Ukraine Humanitarian Aid 2026

Ukraine humanitarian aid 2026. A donated U.S. fire engine fighting a blaze in Odesa.
A U.S. fire engine donated by the town of Sterling, Illinois, is pictured against a blaze at a refrigeration plant in Odesa that it helped extinguish on June 2, 2025. (Courtesy photo)

Broad and Multi-Layered Impact

Since the start of the war, Direct Relief has delivered more than 6 million lbs. – over 3,000 tons – of medicine and medical supplies to Ukraine. Each item delivered was requested and approved prior to being sent.

The medical material provided included 494 million defined daily doses of prescription medications and therapies for a broad range of common conditions and specialized care, such as for cancers and a range of rare ‘orphan diseases’ like cystic fibrosis. At the other end of the supply spectrum, basic but in-demand items like tourniquets, crutches, and prenatal vitamins have been provided. Large quantities of personal care items also help bridge those fraught days when families are evacuated from frontline areas to safer locations.

Pallets of medical supplies arriving at the Zhytomyr Humanitarian Hub in Ukraine.
Forty-five pallets of emergency medical supplies were received by Zhytomyr Humanitarian Hub in Ukraine on July 5, 2022, for distribution to local health care facilities. (Photo courtesy of Zhytomyr Humanitarian Hub)

With a total value of over $70 million disbursed in financial aid, the number, range, and scope of projects and initiatives supported by Direct Relief have also grown rapidly since the start of the war. These have had a major impact on unique and specialized areas, with some notable examples in the last year alone:

  • Pediatric outreach services were expanded in several rural regions, providing top-level diagnostics and psychological support to another 10,000 children with limited access to care (more than 22,000 since 2023)
  • Mobile medical missions in high-need and frontline areas provided more than 3,400 medical services (ultrasounds, EKGs, screenings).
  • Conclusion of a portable ultrasound probe project in northern Ukraine to train doctors in remote communities to use donated diagnostic equipment.
  • Strengthening therapeutic access for underserved medical conditions saw the distribution of critical growth hormone treatments to scores of families in 11 regions of the country. Positive early clinical outcomes were reported for pediatric patients.
  • Support to children in institutional care resulted in multi-layered medical and psychological services initiated in four state-run children’s facilities and orphanages across Ukraine.
  • Educational support of children saw the introduction in schools in five Ukrainian regions of a narrative book on emotional responses to modern life for young readers, also addressing Ukraine’s current conditions.
  • National blood safety advancement was spearheaded by the Walking Blood Bank program. Launched with Ministry of Health recognition and funding from Direct Relief, the WBB expands free blood typing nationwide, aiming to improve the culture of voluntary blood donation and boost emergency readiness.
  • Expanding psychological support services facilitated emergency psychology training for another 168 mental health workers from seven regions, and 248 first responders through Psychological First Aid courses, bringing the total number of professionals trained since 2023 to almost 700.
A technician processing blood types for the Walking Blood Bank program in Ukraine.

**Exercise details**
Reproduce the section of the Ukraine aid text that begins at the words "Pallets of medical" and stops after "22,000 since 2023)", replacing "rural" with "remote".

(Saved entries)
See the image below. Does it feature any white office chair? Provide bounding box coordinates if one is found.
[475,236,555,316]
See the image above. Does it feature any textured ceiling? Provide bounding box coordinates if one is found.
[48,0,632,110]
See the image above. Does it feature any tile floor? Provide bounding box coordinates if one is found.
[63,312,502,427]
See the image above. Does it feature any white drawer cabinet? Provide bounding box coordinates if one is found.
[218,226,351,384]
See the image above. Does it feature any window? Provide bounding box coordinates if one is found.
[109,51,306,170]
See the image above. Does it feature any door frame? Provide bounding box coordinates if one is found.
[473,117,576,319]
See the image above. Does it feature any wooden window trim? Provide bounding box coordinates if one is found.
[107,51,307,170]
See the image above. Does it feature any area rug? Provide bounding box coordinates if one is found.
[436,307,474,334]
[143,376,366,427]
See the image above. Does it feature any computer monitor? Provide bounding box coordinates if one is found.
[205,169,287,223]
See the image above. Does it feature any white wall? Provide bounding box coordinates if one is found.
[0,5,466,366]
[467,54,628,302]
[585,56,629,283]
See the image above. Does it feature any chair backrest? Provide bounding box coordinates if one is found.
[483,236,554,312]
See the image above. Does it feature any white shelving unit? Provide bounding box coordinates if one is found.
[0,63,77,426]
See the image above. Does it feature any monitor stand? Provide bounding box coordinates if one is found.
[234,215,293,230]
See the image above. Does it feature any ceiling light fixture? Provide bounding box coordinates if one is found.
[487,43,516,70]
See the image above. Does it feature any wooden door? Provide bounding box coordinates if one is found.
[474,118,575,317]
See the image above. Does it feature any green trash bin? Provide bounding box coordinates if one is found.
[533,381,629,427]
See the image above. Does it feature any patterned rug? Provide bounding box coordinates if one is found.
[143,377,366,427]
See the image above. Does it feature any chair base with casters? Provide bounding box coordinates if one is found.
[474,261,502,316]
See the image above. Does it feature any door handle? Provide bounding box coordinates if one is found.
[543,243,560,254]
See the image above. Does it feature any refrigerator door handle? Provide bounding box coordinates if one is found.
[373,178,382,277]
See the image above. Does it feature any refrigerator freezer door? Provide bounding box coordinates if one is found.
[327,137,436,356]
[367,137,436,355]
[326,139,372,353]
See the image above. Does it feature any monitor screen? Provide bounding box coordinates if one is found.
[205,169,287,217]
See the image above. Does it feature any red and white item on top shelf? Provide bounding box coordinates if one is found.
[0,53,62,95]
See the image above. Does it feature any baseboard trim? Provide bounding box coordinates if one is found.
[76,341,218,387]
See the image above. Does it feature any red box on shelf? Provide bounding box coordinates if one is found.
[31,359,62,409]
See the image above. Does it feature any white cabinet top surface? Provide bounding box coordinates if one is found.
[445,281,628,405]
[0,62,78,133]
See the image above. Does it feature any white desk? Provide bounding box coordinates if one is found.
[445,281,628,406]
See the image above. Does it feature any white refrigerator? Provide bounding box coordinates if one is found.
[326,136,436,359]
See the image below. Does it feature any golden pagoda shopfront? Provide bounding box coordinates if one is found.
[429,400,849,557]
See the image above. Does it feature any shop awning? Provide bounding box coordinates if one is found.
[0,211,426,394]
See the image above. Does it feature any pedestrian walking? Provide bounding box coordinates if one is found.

**Answer to the problem**
Pallets of medical supplies arriving at the Zhytomyr Humanitarian Hub in Ukraine.
Forty-five pallets of emergency medical supplies were received by Zhytomyr Humanitarian Hub in Ukraine on July 5, 2022, for distribution to local health care facilities. (Photo courtesy of Zhytomyr Humanitarian Hub)

With a total value of over $70 million disbursed in financial aid, the number, range, and scope of projects and initiatives supported by Direct Relief have also grown rapidly since the start of the war. These have had a major impact on unique and specialized areas, with some notable examples in the last year alone:

  • Pediatric outreach services were expanded in several remote regions, providing top-level diagnostics and psychological support to another 10,000 children with limited access to care (more than 22,000 since 2023)